# Job
Render as a numbered list the lines from the one containing "Note: for this drill, mark the goalkeeper's outstretched" through the last line, both included, omitting any blank lines.

# Data in this exercise

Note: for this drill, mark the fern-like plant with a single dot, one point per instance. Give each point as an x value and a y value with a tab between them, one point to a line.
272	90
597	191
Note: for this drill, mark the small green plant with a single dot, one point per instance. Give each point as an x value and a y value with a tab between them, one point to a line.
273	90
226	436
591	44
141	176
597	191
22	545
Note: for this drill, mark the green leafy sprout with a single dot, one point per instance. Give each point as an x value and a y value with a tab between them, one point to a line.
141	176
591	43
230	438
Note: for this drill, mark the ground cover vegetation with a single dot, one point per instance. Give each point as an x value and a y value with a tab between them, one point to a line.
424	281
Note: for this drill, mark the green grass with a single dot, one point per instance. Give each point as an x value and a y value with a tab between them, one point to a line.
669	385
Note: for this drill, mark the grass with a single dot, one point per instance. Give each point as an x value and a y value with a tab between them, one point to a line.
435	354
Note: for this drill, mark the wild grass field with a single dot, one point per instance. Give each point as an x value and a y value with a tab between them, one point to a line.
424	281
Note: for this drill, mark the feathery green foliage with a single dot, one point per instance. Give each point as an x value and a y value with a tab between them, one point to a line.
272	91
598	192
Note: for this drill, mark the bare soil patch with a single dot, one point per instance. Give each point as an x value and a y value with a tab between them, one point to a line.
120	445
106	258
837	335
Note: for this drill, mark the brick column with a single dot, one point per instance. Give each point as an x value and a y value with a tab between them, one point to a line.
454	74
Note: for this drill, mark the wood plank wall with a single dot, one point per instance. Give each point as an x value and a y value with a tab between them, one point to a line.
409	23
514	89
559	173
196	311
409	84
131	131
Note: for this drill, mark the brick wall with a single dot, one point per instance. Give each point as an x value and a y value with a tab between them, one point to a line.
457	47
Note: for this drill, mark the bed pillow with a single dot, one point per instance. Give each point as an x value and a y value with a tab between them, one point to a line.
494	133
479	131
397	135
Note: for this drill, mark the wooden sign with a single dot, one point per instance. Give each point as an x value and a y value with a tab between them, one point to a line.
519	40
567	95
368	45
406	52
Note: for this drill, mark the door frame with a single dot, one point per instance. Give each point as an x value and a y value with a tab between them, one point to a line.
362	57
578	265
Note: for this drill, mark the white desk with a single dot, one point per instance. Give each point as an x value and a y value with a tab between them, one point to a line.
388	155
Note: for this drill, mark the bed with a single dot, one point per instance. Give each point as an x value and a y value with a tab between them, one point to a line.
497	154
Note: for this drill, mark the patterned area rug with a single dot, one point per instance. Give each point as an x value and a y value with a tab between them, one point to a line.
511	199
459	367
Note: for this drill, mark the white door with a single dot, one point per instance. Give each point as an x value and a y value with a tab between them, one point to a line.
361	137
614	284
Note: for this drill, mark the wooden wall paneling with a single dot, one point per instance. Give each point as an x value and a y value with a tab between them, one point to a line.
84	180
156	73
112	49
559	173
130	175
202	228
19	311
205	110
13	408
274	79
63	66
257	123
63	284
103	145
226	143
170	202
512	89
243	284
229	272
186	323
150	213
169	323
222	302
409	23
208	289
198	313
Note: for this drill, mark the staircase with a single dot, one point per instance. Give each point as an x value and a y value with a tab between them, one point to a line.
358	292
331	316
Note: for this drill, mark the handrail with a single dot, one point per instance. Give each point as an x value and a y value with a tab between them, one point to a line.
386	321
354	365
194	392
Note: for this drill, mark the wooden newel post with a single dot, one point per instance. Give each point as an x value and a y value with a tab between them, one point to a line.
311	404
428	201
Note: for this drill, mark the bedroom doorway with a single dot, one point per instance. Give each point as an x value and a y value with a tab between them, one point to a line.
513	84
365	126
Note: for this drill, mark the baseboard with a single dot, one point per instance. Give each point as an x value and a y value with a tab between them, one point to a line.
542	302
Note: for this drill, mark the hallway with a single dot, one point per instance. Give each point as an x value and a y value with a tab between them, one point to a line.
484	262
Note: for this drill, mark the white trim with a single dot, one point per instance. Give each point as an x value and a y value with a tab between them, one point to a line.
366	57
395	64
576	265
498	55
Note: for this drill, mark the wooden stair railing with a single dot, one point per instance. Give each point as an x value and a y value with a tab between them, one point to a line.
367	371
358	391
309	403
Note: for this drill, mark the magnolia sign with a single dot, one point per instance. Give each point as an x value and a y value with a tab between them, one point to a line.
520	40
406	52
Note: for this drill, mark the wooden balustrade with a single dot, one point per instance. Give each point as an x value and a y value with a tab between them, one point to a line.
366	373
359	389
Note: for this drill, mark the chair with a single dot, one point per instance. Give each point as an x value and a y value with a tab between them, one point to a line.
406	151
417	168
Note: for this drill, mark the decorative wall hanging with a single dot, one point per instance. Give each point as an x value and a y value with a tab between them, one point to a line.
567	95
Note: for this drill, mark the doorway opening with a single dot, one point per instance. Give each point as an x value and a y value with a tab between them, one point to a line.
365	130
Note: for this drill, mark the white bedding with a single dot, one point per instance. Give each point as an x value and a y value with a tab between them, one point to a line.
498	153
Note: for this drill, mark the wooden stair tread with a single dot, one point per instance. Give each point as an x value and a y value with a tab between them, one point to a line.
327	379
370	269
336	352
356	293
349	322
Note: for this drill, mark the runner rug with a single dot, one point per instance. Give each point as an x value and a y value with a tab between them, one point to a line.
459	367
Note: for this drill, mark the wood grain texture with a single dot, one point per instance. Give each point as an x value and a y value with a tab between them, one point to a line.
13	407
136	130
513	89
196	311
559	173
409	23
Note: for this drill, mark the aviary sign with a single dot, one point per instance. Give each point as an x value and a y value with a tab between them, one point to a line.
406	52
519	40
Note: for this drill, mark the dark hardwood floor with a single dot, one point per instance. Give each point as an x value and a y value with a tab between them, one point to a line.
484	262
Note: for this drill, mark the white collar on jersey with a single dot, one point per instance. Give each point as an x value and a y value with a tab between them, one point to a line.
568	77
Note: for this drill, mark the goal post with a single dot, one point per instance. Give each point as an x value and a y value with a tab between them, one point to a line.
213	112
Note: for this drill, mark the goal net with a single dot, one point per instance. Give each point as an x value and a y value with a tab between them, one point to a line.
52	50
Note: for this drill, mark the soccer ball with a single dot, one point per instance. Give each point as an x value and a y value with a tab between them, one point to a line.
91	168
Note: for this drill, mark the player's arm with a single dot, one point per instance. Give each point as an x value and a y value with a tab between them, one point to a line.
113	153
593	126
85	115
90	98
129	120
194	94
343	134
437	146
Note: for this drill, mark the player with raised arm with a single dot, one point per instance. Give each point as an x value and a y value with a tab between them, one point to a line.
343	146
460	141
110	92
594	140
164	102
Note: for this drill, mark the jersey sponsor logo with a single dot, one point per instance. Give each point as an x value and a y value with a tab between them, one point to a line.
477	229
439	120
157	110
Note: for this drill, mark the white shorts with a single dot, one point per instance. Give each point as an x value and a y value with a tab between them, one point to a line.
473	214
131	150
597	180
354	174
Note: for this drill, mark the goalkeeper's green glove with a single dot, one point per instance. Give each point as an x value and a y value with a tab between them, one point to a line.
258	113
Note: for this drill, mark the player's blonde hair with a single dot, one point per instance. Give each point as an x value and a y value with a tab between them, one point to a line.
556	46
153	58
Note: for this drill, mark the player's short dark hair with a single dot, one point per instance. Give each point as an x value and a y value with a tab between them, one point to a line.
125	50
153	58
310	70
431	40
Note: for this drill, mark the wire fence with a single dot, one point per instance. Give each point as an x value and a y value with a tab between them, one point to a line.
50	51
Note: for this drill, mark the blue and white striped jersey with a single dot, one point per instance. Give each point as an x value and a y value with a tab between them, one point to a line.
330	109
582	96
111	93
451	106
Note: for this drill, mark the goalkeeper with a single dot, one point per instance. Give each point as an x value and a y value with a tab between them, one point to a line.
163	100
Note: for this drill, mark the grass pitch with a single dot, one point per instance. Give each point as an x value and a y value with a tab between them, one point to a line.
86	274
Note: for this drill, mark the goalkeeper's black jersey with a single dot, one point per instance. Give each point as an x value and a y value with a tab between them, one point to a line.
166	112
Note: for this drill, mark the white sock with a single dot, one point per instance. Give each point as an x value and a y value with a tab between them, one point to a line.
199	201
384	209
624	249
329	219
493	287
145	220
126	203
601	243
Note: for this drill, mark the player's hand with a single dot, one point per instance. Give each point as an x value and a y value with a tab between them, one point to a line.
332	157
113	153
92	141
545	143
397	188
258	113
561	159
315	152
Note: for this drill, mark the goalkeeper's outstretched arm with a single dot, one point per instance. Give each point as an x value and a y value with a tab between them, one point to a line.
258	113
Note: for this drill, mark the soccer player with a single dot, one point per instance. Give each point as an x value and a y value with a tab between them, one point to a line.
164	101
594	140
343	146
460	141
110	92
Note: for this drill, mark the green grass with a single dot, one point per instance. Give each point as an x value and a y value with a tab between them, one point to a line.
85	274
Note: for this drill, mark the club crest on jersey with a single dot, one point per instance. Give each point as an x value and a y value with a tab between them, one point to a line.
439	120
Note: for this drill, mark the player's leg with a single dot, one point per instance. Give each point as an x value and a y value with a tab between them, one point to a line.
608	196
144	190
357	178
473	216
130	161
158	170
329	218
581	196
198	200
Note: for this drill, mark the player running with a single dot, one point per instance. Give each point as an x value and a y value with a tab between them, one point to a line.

# Answer below
1. Note: for this drill, mark the goalkeeper's outstretched arm with a single dot, one point per instance. Give each point as an x value and a y value with a tab between them, one point to a line.
2. 258	113
3. Note: for this drill, mark the soccer player with a single dot, one point per instance. Give each point as an x value and a y value with a tab between them, one point to a line.
4. 164	101
5. 594	140
6. 343	146
7. 460	141
8. 110	92
9. Note: for this drill, mark the green grass with a single dot, one point per instance. Give each point as an x value and a y value with a tab between them, one point to a line.
10. 85	274
11. Note: for this drill, mark the club crest on jersey with a single dot, one point per instance. Give each point as an x value and a y value with a tab between them, one point to a line.
12. 439	120
13. Note: for this drill, mark the player's leg with a single dot, one point per instance. Give each point as an x value and a y value with a tab between them, one point to a line.
14. 608	196
15. 144	190
16. 357	178
17. 473	216
18. 130	161
19. 158	170
20. 329	218
21. 581	196
22. 198	200
23. Note: for this drill, mark the player running with a single dot, one point per instance. Give each point as an x value and a y value with a tab between them, one point to a line.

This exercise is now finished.